### Text passage

☆ ☆ ☆

= Motor skill consolidation =

Aspect of learning of motor skills

Motor skill consolidation represents the process by which motor skills are transformed from an initial fragile state, in which they are especially prone to being disrupted or lost, to a more solid or permanent state. Any newly formed motor skill, such as learning to play a musical instrument or adjusting one's running stride, is subject to a consolidation period. The time course of this period during which new motor skills are susceptible to disruption appears to be on the order of a few hours.

==Distinctions between procedural and declarative memories==
Motor skills, also known as procedural memories, are distinct from declarative memories, which involve memories of events, people, places, etc. Both types of memories are, however, subject to a consolidation period, though the neural mechanisms appear to differ. Some of the earliest evidence pointing to a distinction between procedural and declarative memories came from the famous neurology patient HM. As a treatment for severe epilepsy, portions of HM's temporal lobes, including both hippocampi, were removed. This left him unable to form new declarative memories (anterograde amnesia), while his ability to learn novel motor tasks remained intact.

==Motor skills and the internal model==
It is believed that motor skill acquisition requires learning a new internal model of limb dynamics. For instance, in order to reach for a cup of coffee, a person must have an implicit understanding of the mass of their own arm, and how specific patterns of muscle activation will change the position of that limb. A common model for studying motor learning and consolidation involves perturbations to reaching tasks using robotic arms to impart forces on the limb during reaches, forcing the subject to learn new internal representations of the limb to take these new external forces into account.

==Role of sleep in motor memory consolidation==
A number of recent studies have begun to demonstrate the importance of sleep in the process of consolidation of both procedural and declarative memories. For instance, it was recently shown that even a short 90-minute nap after training in a skilled finger task prevented interference two hours after the task when compared to subjects that did not nap. During night sleep, REM sleep and slow-wave sleep both contribute to the motor memory consolidation process through an increase in neuromodulatory activity, and regular field potential oscillations such as sleep spindles (reviewed by Diekelmann and Born, 2010).

☆ ☆ ☆

### Source material
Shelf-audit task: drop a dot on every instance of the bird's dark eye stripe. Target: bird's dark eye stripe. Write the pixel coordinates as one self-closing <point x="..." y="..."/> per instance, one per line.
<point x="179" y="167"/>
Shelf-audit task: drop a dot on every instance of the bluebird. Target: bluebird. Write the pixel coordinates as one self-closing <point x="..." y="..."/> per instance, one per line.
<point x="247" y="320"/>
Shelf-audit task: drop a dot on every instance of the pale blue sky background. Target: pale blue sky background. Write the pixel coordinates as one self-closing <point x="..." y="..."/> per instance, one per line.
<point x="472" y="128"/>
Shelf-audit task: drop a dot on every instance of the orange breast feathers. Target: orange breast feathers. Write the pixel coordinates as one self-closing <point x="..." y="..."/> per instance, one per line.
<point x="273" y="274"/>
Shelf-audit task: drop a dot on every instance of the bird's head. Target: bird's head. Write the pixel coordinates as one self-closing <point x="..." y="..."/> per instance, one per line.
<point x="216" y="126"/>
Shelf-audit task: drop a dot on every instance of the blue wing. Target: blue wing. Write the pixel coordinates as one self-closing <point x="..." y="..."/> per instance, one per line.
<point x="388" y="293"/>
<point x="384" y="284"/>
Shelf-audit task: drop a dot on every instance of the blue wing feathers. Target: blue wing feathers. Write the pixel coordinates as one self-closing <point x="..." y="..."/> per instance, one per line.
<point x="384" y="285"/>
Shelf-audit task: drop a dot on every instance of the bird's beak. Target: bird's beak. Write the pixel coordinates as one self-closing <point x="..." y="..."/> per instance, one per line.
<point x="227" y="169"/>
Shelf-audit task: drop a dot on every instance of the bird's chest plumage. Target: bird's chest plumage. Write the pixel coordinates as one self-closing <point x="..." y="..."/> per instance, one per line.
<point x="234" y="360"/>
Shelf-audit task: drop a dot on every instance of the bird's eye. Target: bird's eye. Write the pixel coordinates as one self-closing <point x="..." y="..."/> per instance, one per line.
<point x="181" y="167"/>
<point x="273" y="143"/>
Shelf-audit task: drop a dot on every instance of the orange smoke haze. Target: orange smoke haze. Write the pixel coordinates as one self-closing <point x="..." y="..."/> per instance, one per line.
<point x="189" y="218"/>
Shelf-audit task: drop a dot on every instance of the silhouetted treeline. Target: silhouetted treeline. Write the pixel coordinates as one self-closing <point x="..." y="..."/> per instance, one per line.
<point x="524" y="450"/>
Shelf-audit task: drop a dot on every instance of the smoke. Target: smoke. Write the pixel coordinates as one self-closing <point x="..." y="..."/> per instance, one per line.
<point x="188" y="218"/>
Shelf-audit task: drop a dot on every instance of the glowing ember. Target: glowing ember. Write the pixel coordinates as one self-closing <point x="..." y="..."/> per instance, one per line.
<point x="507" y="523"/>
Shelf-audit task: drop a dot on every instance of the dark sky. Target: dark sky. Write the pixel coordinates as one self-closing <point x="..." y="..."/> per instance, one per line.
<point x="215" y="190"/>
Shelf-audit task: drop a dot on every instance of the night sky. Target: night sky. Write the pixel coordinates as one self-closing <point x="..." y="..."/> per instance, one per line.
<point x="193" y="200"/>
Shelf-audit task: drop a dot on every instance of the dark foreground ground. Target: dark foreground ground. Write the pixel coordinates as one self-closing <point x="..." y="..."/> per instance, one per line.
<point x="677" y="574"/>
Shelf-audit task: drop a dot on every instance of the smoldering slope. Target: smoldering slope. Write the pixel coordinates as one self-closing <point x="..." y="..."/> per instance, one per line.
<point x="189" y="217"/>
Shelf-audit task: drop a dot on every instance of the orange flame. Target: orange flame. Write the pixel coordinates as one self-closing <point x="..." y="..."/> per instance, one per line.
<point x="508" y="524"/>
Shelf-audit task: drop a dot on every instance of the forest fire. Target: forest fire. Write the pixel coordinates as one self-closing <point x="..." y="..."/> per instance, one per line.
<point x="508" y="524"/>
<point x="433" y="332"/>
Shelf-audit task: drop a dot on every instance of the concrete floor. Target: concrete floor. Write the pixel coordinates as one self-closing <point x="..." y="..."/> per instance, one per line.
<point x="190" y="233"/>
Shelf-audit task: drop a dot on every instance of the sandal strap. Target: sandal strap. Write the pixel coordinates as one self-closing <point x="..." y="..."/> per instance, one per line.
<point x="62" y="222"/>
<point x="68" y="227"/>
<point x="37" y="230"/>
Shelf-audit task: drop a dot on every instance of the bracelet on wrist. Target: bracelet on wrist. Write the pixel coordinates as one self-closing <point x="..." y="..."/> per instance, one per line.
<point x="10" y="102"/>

☆ ☆ ☆

### Actions to take
A – Check whether each statement agrees with the text on motor skill consolidation: (i) the period in which new motor skills can be disrupted appears to last a few hours; (ii) after his surgery, HM could no longer learn novel motor tasks; (iii) a 90-minute nap after training in a skilled finger task prevented interference two hours later. Answer yes or no for each and quote the words of the text that decide it.
B – Please copy the part of the text on motor skill consolidation that begins at the words "Aspect of learning" and stops after the words "a few hours.".

### Responses by task
A –
(i) Yes: "The time course of this period during which new motor skills are susceptible to disruption appears to be on the order of a few hours."
(ii) No: "while his ability to learn novel motor tasks remained intact"
(iii) Yes: "even a short 90-minute nap after training in a skilled finger task prevented interference two hours after the task"

B –
Aspect of learning of motor skills

Motor skill consolidation represents the process by which motor skills are transformed from an initial fragile state, in which they are especially prone to being disrupted or lost, to a more solid or permanent state. Any newly formed motor skill, such as learning to play a musical instrument or adjusting one's running stride, is subject to a consolidation period. The time course of this period during which new motor skills are susceptible to disruption appears to be on the order of a few hours.